— What the task asks —
Only the pictures stay out; every record is to be quoted exactly.

- - - - - - -

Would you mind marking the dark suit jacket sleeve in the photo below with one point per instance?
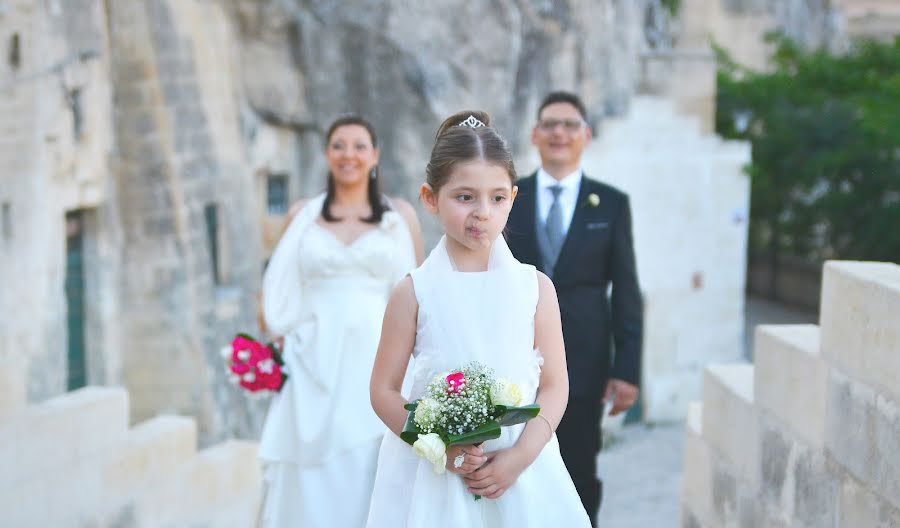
(627, 304)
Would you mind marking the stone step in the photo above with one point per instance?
(862, 434)
(860, 321)
(791, 378)
(152, 451)
(220, 486)
(729, 418)
(48, 437)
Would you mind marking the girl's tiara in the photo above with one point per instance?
(472, 122)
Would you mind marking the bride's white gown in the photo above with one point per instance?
(486, 317)
(320, 442)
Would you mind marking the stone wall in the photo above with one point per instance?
(808, 436)
(407, 65)
(73, 461)
(188, 208)
(54, 114)
(122, 121)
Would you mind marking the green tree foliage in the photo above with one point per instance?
(825, 131)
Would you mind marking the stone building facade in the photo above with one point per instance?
(149, 149)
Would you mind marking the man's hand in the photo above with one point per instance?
(623, 394)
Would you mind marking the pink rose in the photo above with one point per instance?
(455, 382)
(240, 368)
(273, 381)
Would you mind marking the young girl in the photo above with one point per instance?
(471, 300)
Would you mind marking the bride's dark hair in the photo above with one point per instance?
(454, 143)
(376, 202)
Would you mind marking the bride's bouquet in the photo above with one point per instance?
(254, 366)
(466, 406)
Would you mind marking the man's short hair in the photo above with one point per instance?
(563, 97)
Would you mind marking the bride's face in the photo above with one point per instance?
(351, 155)
(474, 204)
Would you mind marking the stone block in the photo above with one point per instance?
(863, 435)
(696, 484)
(849, 424)
(153, 451)
(62, 430)
(858, 506)
(795, 482)
(860, 322)
(729, 418)
(220, 486)
(791, 378)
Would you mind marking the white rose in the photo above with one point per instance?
(432, 448)
(428, 411)
(505, 392)
(266, 366)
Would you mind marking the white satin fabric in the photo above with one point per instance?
(320, 440)
(486, 317)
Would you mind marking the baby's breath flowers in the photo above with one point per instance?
(462, 407)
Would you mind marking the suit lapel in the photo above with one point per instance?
(576, 230)
(527, 225)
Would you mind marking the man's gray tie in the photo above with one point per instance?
(556, 233)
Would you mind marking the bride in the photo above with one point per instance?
(325, 290)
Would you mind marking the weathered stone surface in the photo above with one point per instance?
(860, 329)
(729, 420)
(791, 378)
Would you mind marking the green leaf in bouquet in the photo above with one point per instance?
(411, 431)
(488, 431)
(515, 415)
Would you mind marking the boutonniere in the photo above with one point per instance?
(591, 201)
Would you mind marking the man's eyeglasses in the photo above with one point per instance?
(570, 125)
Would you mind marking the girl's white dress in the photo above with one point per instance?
(320, 442)
(462, 317)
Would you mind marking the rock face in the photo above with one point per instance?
(148, 145)
(406, 65)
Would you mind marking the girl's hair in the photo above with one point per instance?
(457, 140)
(379, 206)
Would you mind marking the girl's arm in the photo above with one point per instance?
(505, 466)
(553, 392)
(398, 336)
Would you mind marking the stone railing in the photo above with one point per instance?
(74, 461)
(809, 436)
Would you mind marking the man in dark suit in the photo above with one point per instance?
(578, 232)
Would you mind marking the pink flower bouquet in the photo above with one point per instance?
(254, 366)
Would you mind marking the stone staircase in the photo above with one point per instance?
(73, 461)
(808, 436)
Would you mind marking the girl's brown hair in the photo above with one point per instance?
(456, 142)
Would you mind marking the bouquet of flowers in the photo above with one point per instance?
(254, 366)
(466, 406)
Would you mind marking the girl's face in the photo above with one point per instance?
(351, 155)
(474, 204)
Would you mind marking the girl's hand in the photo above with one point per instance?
(473, 459)
(499, 473)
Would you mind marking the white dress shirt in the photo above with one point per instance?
(568, 197)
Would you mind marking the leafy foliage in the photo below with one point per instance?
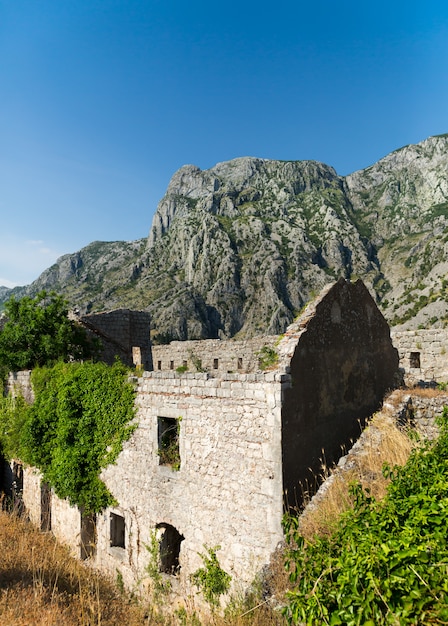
(387, 562)
(38, 332)
(169, 453)
(74, 429)
(13, 416)
(211, 579)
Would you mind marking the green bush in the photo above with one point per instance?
(38, 332)
(387, 562)
(211, 579)
(76, 427)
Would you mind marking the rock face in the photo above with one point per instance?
(237, 250)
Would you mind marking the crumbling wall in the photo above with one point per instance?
(342, 361)
(120, 331)
(213, 355)
(423, 354)
(227, 490)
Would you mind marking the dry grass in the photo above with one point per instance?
(41, 584)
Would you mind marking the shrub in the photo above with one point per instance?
(38, 332)
(387, 562)
(76, 427)
(211, 579)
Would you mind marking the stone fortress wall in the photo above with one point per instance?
(123, 333)
(423, 354)
(214, 355)
(243, 436)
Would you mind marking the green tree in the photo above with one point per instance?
(38, 332)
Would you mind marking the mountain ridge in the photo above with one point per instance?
(238, 249)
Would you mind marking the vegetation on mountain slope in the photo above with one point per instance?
(238, 249)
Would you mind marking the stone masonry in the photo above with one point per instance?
(241, 437)
(423, 355)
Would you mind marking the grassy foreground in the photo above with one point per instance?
(41, 584)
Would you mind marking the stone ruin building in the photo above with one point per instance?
(249, 423)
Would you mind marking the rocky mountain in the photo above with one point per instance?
(240, 248)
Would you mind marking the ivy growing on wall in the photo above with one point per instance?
(81, 416)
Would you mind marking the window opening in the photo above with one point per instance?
(169, 546)
(117, 531)
(414, 359)
(45, 507)
(168, 441)
(88, 535)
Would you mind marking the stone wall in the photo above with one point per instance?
(20, 382)
(423, 355)
(212, 355)
(123, 333)
(342, 362)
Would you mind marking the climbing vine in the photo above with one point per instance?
(81, 416)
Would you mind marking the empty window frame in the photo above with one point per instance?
(168, 441)
(88, 535)
(117, 531)
(169, 548)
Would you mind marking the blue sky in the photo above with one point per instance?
(101, 102)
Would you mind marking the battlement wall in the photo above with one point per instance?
(213, 355)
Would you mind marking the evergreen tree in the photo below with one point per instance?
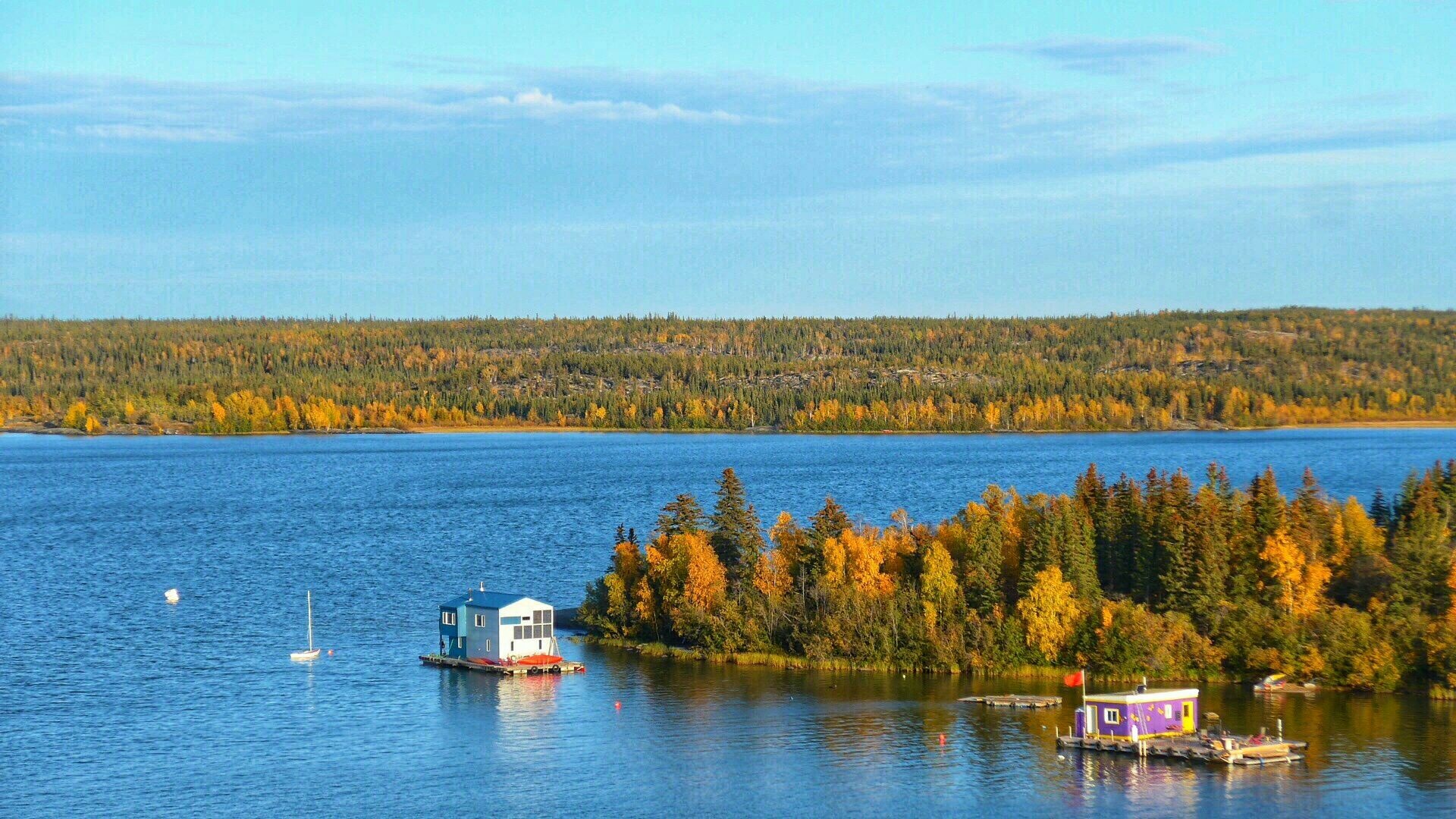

- - - - - - -

— Answer box —
Would you mind marking the dark suit jacket sleeve in the photo below with one point per instance?
(627, 304)
Would you mind marking the stone step in the photo above with one point per instance?
(862, 434)
(860, 321)
(791, 378)
(152, 451)
(220, 486)
(729, 418)
(48, 437)
Would you mind marking the girl's tiara in the photo above with one point per instance?
(472, 122)
Would you mind marking the bride's white gown in the photo above with one point per instance?
(486, 317)
(320, 442)
Would you mind marking the stone wall in the photo above with one point per instance?
(808, 436)
(407, 65)
(73, 461)
(188, 208)
(54, 114)
(122, 121)
Would you mind marking the green tree foliage in the photo above with one point per instance?
(825, 131)
Would you mind marking the stone building facade in the photo above with one point per instance?
(149, 149)
Would you mind marking the man's hand in the photo above with one point per instance?
(623, 394)
Would you mind marking the pink rose in the photo above with one point per instance?
(455, 382)
(240, 368)
(273, 381)
Would you mind marking the young girl in the photo above with one point per instance?
(471, 300)
Would you mind marking the bride's dark hair in the photo above with one point per instance?
(454, 143)
(376, 202)
Would you mind marking the bride's bouquet in the photo above with one point per instance?
(254, 366)
(466, 406)
Would you mind marking the man's short hair in the photo above with one point per instance?
(563, 97)
Would you mind marking the bride's face in the photo above with one point per instance?
(351, 155)
(474, 204)
Would you mind marking the stone block in the photo above with one point per instance?
(863, 435)
(696, 484)
(849, 424)
(153, 451)
(62, 430)
(858, 506)
(795, 482)
(860, 322)
(729, 418)
(220, 486)
(791, 378)
Would you mind marking the white rose in the photo above with one point per instance?
(432, 448)
(428, 411)
(505, 392)
(266, 366)
Would you mind marking the white satin fabric in the photo above with one point per instance?
(320, 440)
(486, 317)
Would you mind marking the baby's breath flowers in the photo above with one point per instance?
(462, 407)
Would you mind marking the suit lapel in the photo above with one point per instance?
(576, 230)
(527, 225)
Would you mind marking the man's gray tie in the photo above with one point per instance?
(556, 233)
Would you mind marking the bride in the photo above with one point per instance?
(325, 290)
Would you mind marking the weathered stone surface in the photo above with one point per instance?
(860, 329)
(729, 420)
(791, 378)
Would you mind marking the green leaf in bouquet in the photo above with one point per instance?
(411, 431)
(488, 431)
(515, 415)
Would you mind marking the boutonniere in the photo above with one point per instance?
(591, 201)
Would you mind marking the man's eyeglasses in the photo above with one point per instance?
(570, 125)
Would you mind marking the girl's white dress in the photo above with one point per instance?
(320, 442)
(462, 317)
Would you mind marking the rock face in the photo above with one point per instance?
(148, 145)
(406, 65)
Would you mind marking the girl's hair in the photo above with one point per instance?
(457, 140)
(379, 206)
Would you mind marking the girl's arm in the photo above with one point per instance?
(505, 466)
(553, 392)
(398, 336)
Would you mind marking the stone railing in the photo above with one point per instance?
(74, 461)
(809, 436)
Would you mind marking the man in dark suit in the photo above with one point per instance?
(578, 232)
Would you mind marking the pink flower bouquet in the photo above with one point per instance?
(254, 366)
Would you mind marking the stone staircase in the photo above with one point per instance?
(73, 461)
(808, 436)
Would you mind marking the girl's brown hair in the photo above with one point per instance?
(456, 142)
Would you mind marking the bouquet of flowers in the photo above with one point per instance?
(254, 366)
(466, 406)
Would you mind marking the girl's face in the photo above with one point per instance?
(351, 155)
(474, 204)
Would you mind marking the girl's hand in the photo above with one point per instance?
(473, 459)
(499, 473)
Would you mind marking the white dress shirt in the photo above with one point per instance?
(568, 197)
Would you mind marking the leafy foliage in the photo below with one point per instance?
(387, 562)
(38, 332)
(169, 453)
(74, 429)
(13, 416)
(211, 579)
Would you mind marking the green bush in the photo above with one point per instance?
(38, 332)
(387, 562)
(211, 579)
(76, 427)
Would you mind marking the rock face in the photo above with one point per instance?
(237, 250)
Would you mind marking the crumbling wall in the photo above with one point per instance?
(342, 361)
(120, 331)
(213, 355)
(423, 354)
(227, 490)
Would you mind marking the dry grass in the photo above with one point per instance?
(41, 584)
Would you mind marking the shrub in the photo above with one point per instance?
(38, 332)
(387, 562)
(76, 427)
(211, 579)
Would you mind marking the stone fortress wall in the photo above with one point per instance?
(123, 333)
(423, 354)
(214, 355)
(243, 436)
Would you mind marking the green tree in the photo above with one point per instance?
(38, 332)
Would you mind marking the mountain ridge in the photo above with one point per instance?
(238, 249)
Would you mind marking the vegetation on mountain slope in the photo above with one point per instance?
(238, 249)
Would you mind marking the stone masonry in the photo above with one point per instance?
(241, 437)
(423, 355)
Would you mind marking the grassy foreground in the photo above with one point per instance?
(41, 584)
Would you mind marking the stone ruin building in the photo above with one point per instance?
(249, 423)
Would you mind marking the rocky mountain in the photo above with one point per instance?
(240, 248)
Would you mind marking the ivy growing on wall in the photo above with one point per instance?
(81, 416)
Would you mind marking the window opening in the photo above with one point per instance?
(169, 546)
(117, 531)
(414, 359)
(45, 507)
(168, 441)
(88, 535)
Would you mind marking the stone wall in the photo above with one point per instance?
(20, 382)
(423, 355)
(212, 355)
(123, 333)
(342, 362)
Would you mind marking the climbing vine in the photo above with one point per instance?
(81, 416)
Would you mind marking the empty window frame in the photo above with one point per instance?
(168, 441)
(88, 535)
(117, 531)
(169, 548)
Would you mind marking the blue sky in the photo above with one point per instance?
(101, 102)
Would you mind marking the battlement wall in the photo above with one point per instance?
(213, 355)
Would you mind marking the evergreen tree in the photo below with one point per instance?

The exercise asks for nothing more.